◆ **Aim**: Return every line of the listing below verbatim, leaving out the picture.

------------------------------

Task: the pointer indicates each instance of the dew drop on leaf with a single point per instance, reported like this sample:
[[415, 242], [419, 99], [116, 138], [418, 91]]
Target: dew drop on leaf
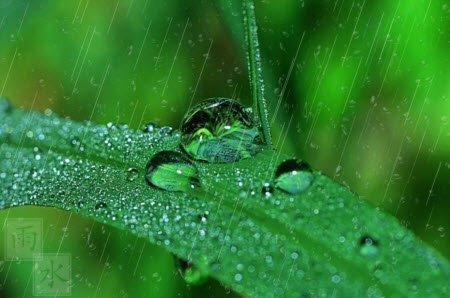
[[5, 105], [190, 273], [267, 189], [165, 131], [100, 205], [219, 130], [132, 174], [368, 247], [150, 127], [293, 176], [172, 171]]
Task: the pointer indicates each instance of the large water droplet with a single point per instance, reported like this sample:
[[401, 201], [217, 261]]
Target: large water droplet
[[150, 127], [293, 176], [191, 273], [219, 130], [368, 247], [172, 171]]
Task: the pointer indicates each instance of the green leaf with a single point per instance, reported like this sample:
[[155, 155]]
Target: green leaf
[[255, 71], [324, 241]]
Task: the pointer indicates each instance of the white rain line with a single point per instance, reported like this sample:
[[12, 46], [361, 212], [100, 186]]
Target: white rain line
[[351, 87], [340, 9], [1, 23], [142, 46], [175, 58], [412, 170], [104, 247], [426, 12], [375, 38], [139, 259], [129, 8], [389, 31], [313, 126], [350, 11], [335, 5], [323, 75], [64, 232], [429, 218], [76, 12], [406, 44], [9, 71], [79, 54], [432, 185], [200, 76], [84, 12], [163, 42], [23, 18], [345, 146], [423, 105], [84, 137], [438, 138], [412, 101], [145, 7], [101, 276], [353, 33], [287, 79], [112, 18], [27, 124], [98, 96], [394, 167], [388, 67], [82, 62]]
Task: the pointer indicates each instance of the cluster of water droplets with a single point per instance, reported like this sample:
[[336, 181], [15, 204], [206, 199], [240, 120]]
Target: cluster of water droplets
[[218, 130], [256, 242]]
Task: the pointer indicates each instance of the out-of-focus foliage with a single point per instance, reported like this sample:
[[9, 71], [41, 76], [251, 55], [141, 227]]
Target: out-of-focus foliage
[[365, 100]]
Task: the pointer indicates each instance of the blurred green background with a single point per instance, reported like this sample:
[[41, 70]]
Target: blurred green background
[[360, 89]]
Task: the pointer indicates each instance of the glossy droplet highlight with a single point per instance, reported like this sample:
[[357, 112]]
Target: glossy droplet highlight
[[293, 176], [172, 171], [150, 127], [368, 247], [132, 174], [219, 130]]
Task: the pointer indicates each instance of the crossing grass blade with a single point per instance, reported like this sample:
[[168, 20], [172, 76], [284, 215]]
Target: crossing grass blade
[[325, 241]]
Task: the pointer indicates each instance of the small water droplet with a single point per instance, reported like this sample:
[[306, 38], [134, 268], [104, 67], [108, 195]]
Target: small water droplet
[[172, 171], [191, 273], [293, 176], [132, 174], [165, 131], [76, 143], [219, 130], [267, 189], [100, 205], [368, 247], [5, 105], [150, 127]]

------------------------------

◆ **The result**:
Task: the pointer indicates each instance of the dew drop on leaf with a single point per instance, reported like this sample:
[[415, 242], [419, 99], [116, 138], [418, 91]]
Target: dew drop on leaf
[[5, 105], [190, 273], [267, 189], [165, 131], [100, 205], [219, 130], [132, 174], [368, 247], [150, 127], [293, 176], [172, 171]]
Task: the pointer indicates each instance of the large water droplet with a single point per instance, reported like this sample:
[[401, 201], [217, 261]]
Target: large water droplet
[[150, 127], [293, 176], [191, 273], [219, 130], [368, 247], [172, 171]]
Task: the pointer indicates each instance of the green leaf with a single point per instance, reported like this sample:
[[155, 155]]
Target: green leaf
[[255, 71], [324, 241]]
Task: the pointer indicates each instance of the white rain line with a single point per instance, reported like this sample:
[[12, 46], [361, 212], [100, 186]]
Target: white rain line
[[351, 87], [340, 9], [1, 23], [142, 46], [175, 58], [412, 170], [104, 247], [426, 12], [375, 38], [139, 259], [129, 8], [389, 31], [313, 126], [350, 11], [335, 5], [323, 75], [64, 232], [429, 218], [76, 12], [406, 44], [9, 71], [79, 54], [432, 185], [200, 76], [84, 12], [163, 42], [23, 18], [345, 146], [423, 105], [84, 137], [438, 138], [412, 101], [145, 7], [101, 276], [353, 33], [287, 79], [112, 18], [27, 124], [98, 96], [394, 167], [388, 67], [82, 62]]
Task: the pointer indicates each instance of the cluster of water droplets with a single point per instance, reported like this sample:
[[336, 181], [15, 204], [206, 199], [240, 120]]
Target: cluster of water droplets
[[218, 130], [256, 242]]
Task: the pointer indicates each instance of the out-of-focus foliage with a single point per instance, reported like this sample:
[[9, 71], [41, 76], [251, 55], [141, 227]]
Target: out-of-focus foliage
[[365, 100]]
Task: the pointer indicates each instance of the blurred green background with a single point per instance, reported like this sample:
[[41, 70]]
Target: blurred green background
[[360, 89]]
Task: the pointer indicates each instance of the glossy droplet highlight with a single point per instance, reported like this sample:
[[357, 112]]
Target: glossy droplet highlight
[[293, 176], [172, 171], [150, 127], [368, 247], [132, 174], [219, 130]]
Task: the pointer indicates each instance of the crossing grass blade with a single point per instance, reported like this sample:
[[168, 20], [172, 76], [284, 215]]
Target: crossing grass blade
[[325, 241]]
Task: the pointer indicates each instance of the small water droplet with a single point per instance, reported like this sample:
[[306, 38], [134, 268], [104, 67], [108, 195]]
Target: small water droplet
[[172, 171], [191, 273], [293, 176], [132, 174], [165, 131], [76, 143], [219, 130], [267, 189], [100, 205], [368, 247], [5, 105], [150, 127]]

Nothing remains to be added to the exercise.